TO BE DONE - Rewrite the entries below, changing every "green stem" to "yellow leaf" and keeping everything else the same.

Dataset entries
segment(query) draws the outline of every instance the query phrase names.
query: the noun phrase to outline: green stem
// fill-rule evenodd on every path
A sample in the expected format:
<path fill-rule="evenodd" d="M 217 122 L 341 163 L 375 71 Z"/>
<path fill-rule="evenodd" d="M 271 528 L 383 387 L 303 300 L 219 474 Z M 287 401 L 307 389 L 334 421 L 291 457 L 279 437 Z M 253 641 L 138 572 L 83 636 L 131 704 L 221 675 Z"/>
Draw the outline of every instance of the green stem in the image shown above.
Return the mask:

EXERCISE RESULT -
segment(query) draws the outline of every instance the query phrase names.
query: the noun phrase to outline: yellow leaf
// fill-rule evenodd on every path
A sample in the expected format:
<path fill-rule="evenodd" d="M 217 122 L 341 163 L 375 71 Z"/>
<path fill-rule="evenodd" d="M 271 528 L 383 387 L 303 300 L 219 474 Z M 287 401 L 307 389 L 334 421 L 291 457 L 279 437 Z M 253 641 L 138 572 L 83 636 L 131 704 L 221 675 Z"/>
Draw the outline of every instance of the yellow leaf in the image shown above.
Return the mask:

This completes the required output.